En segundo lugar, esta ofensiva fiscal libra una permanente, paciente y generalizada guerra de posiciones contra los valores igualitaristas. Contra la idea misma de que la mayor cantidad de igualdad posible sea un objetivo social deseable. Toda la tradición republicana y democrática descansa sobre la idea de que nadie es libre si es tan pobre que debe someterse a los arbitrios o caprichos de otro. Sin embargo, esta contraofensiva conservadora defiende que cualquier aumento de igualdad es una amenaza para la libertad y que la libertad es, en esencia, el derecho a poder hacer lo que tu dinero te permita. Esta es una idea socialmente insostenible, ecológicamente impracticable y políticamente incompatible con la democracia.

(DATOS PROPORCIONADOS)
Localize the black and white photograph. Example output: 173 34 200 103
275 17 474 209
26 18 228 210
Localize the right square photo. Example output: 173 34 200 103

(PARTES DEL EJERCICIO)
1 - Responde a partir del texto extraído:
(a) ¿Contra qué valores libra la ofensiva fiscal una guerra de posiciones?
(b) ¿Sobre qué idea descansa toda la tradición republicana y democrática?
(c) ¿Con qué tres calificativos se describe la idea que defiende la contraofensiva conservadora?
2 - Transcribe sin cambios el fragmento del texto extraído que empieza en "En segundo lugar, esta" y termina en "con la democracia.".
El listado no es necesario para resolver el ejercicio.

(EJERCICIO RESUELTO)
1 -
(a) Contra los valores igualitaristas.
(b) Sobre la idea de que nadie es libre si es tan pobre que debe someterse a los arbitrios o caprichos de otro.
(c) Socialmente insostenible, ecológicamente impracticable y políticamente incompatible con la democracia.

2 -
En segundo lugar, esta ofensiva fiscal libra una permanente, paciente y generalizada guerra de posiciones contra los valores igualitaristas. Contra la idea misma de que la mayor cantidad de igualdad posible sea un objetivo social deseable. Toda la tradición republicana y democrática descansa sobre la idea de que nadie es libre si es tan pobre que debe someterse a los arbitrios o caprichos de otro. Sin embargo, esta contraofensiva conservadora defiende que cualquier aumento de igualdad es una amenaza para la libertad y que la libertad es, en esencia, el derecho a poder hacer lo que tu dinero te permita. Esta es una idea socialmente insostenible, ecológicamente impracticable y políticamente incompatible con la democracia.